» WORK REQUEST: Every picture should be left out, but the lines below must be repeated exactly.

» RECORDS SUPPLIED:
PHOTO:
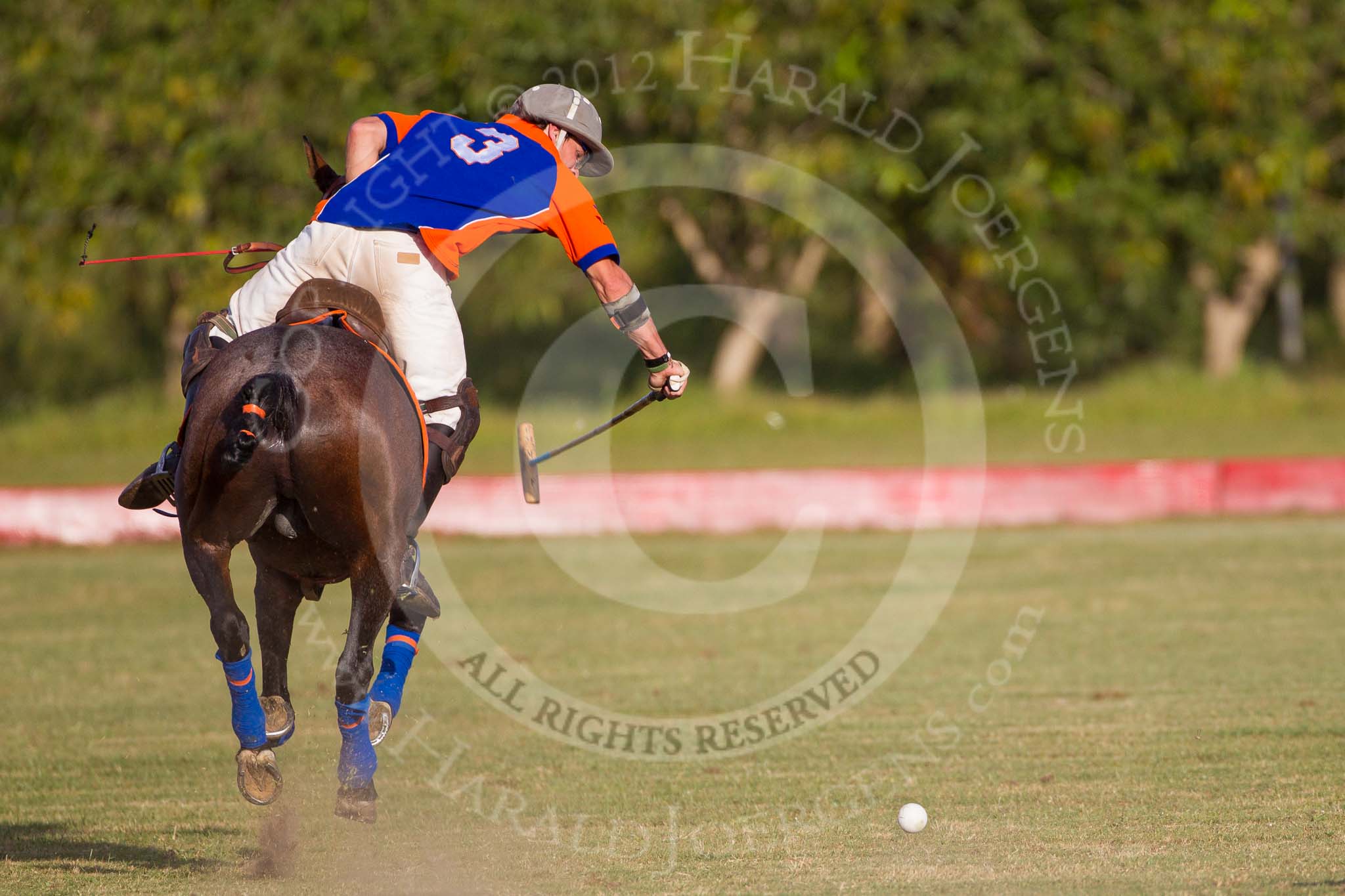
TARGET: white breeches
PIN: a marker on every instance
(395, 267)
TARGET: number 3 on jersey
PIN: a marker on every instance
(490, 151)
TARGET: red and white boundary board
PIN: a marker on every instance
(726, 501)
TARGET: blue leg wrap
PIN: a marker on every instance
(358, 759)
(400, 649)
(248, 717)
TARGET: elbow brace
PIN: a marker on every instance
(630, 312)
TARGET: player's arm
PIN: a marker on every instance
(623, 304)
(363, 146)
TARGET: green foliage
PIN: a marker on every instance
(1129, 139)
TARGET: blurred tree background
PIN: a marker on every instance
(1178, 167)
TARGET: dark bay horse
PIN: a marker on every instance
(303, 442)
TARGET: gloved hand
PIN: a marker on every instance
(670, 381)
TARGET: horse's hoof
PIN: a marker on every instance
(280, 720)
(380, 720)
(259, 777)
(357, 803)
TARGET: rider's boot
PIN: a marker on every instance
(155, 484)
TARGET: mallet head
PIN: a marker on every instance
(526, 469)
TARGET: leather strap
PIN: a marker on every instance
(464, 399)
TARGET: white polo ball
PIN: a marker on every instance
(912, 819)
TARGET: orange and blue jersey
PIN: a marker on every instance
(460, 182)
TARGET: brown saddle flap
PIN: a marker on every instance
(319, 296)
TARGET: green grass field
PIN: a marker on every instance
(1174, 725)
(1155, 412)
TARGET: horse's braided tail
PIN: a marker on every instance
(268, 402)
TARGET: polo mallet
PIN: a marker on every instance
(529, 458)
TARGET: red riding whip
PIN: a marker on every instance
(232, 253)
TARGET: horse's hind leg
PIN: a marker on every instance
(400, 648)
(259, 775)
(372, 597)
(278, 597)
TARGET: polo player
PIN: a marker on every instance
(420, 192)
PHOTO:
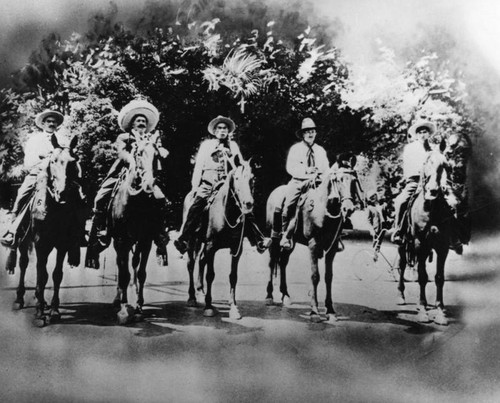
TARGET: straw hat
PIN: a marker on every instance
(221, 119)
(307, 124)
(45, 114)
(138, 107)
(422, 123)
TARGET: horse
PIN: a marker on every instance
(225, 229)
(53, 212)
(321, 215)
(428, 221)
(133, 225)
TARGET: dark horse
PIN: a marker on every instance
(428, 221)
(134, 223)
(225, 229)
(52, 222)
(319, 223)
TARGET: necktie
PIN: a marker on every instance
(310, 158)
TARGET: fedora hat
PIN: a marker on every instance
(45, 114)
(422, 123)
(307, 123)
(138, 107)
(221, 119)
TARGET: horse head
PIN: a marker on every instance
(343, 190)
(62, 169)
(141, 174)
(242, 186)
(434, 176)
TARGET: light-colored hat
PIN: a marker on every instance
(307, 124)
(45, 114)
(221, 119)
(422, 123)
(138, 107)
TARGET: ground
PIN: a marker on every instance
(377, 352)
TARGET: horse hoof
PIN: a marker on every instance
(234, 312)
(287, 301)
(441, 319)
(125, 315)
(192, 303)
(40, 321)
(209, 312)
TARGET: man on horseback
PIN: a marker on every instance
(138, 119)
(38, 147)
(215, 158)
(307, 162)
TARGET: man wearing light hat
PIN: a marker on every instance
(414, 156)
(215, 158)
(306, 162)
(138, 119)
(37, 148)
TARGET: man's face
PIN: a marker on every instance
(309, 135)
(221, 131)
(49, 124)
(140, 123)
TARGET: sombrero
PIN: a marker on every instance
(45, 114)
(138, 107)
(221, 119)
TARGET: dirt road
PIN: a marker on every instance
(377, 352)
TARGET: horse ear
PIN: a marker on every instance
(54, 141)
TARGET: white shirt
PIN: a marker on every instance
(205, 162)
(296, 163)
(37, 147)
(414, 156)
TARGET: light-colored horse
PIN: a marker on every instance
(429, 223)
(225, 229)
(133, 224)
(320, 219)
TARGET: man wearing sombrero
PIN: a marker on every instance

» EXERCISE ANSWER:
PHOTO:
TARGET: white breeches
PIN: a marker on every instance
(395, 267)
TARGET: number 3 on jersey
PIN: a marker on every instance
(490, 151)
TARGET: red and white boundary board
PIN: a marker on every instance
(726, 501)
TARGET: blue leg wrap
PIN: a marker on every instance
(358, 759)
(400, 649)
(248, 717)
TARGET: elbow brace
PIN: a marker on every instance
(630, 312)
TARGET: player's arm
PIN: a marker on every instance
(623, 304)
(363, 146)
TARGET: green foliage
PIN: a marker on every instance
(1129, 139)
TARGET: blurred tree background
PIN: a marker on every instance
(1178, 167)
TARGET: dark bay horse
PIN: a marker on every instance
(303, 442)
TARGET: gloved hand
PIN: a marker on every instance
(670, 381)
TARGET: horse's hoof
PIN: a marker on every instance
(280, 720)
(380, 720)
(259, 777)
(357, 803)
TARGET: rider's boot
PIN: a marker on every instance
(155, 484)
TARGET: mallet head
PIN: a marker on every instance
(526, 469)
TARGET: leather strap
PIN: a marker on every instance
(464, 399)
TARGET: white polo ball
PIN: a marker on every instance
(912, 819)
TARGET: orange and blue jersey
PIN: a marker on every instance
(460, 182)
TARGET: brown saddle flap
PIN: a marker on every instance
(319, 296)
TARGET: green grass field
PIN: a marker on every instance
(1174, 725)
(1155, 412)
TARGET: horse's braided tail
PIN: a marker on every instance
(268, 402)
TARGET: polo mallet
PIN: a marker on every instance
(529, 458)
TARGET: red riding whip
PIN: a marker on every instance
(232, 253)
TARGET: horse's hind leg
PIN: a marker on every instance
(400, 648)
(259, 775)
(372, 597)
(278, 597)
TARGET: polo player
PIN: a marker on every instance
(420, 192)
PHOTO:
TARGET: straw hat
PIN: a marker on every instance
(221, 119)
(307, 124)
(45, 114)
(138, 107)
(422, 123)
TARGET: horse
PIN: a marker on every instance
(225, 229)
(53, 212)
(321, 215)
(428, 221)
(133, 225)
TARGET: dark horse
PIN: a marker on every instance
(428, 221)
(134, 223)
(225, 229)
(52, 222)
(319, 223)
TARGET: necktie
PIN: a marker on every instance
(310, 158)
TARGET: fedora hat
PIN: a marker on every instance
(45, 114)
(422, 123)
(307, 123)
(138, 107)
(221, 119)
TARGET: horse head
PIN: a marker on every instance
(343, 190)
(62, 169)
(141, 174)
(242, 186)
(434, 176)
TARGET: light-colored hat
PIN: a marker on every instance
(307, 124)
(45, 114)
(221, 119)
(422, 123)
(138, 107)
TARGET: ground
PIN: a marker on every instance
(377, 352)
TARGET: horse hoof
PIN: a marker on every instance
(234, 312)
(287, 301)
(441, 319)
(125, 315)
(192, 303)
(40, 321)
(209, 312)
TARGET: man on horseback
PIN: a marker on every instance
(138, 119)
(38, 147)
(215, 158)
(307, 162)
TARGET: man wearing light hat
PIN: a marker on every instance
(414, 156)
(215, 158)
(306, 162)
(138, 119)
(37, 148)
TARGET: man's face
PIN: a marker on every instance
(309, 135)
(221, 131)
(49, 124)
(140, 123)
TARGET: sombrero
PIN: a marker on every instance
(45, 114)
(138, 107)
(221, 119)
TARGET: dirt road
PIN: a marker on every instance
(377, 352)
TARGET: horse ear
PIN: a marker on every instance
(54, 141)
TARGET: white shirt
PIN: a marker on every instance
(205, 162)
(296, 163)
(37, 147)
(414, 156)
TARGET: light-colored horse
PIN: a marker on every instance
(429, 223)
(225, 229)
(133, 224)
(320, 219)
TARGET: man wearing sombrero
PIN: a marker on every instance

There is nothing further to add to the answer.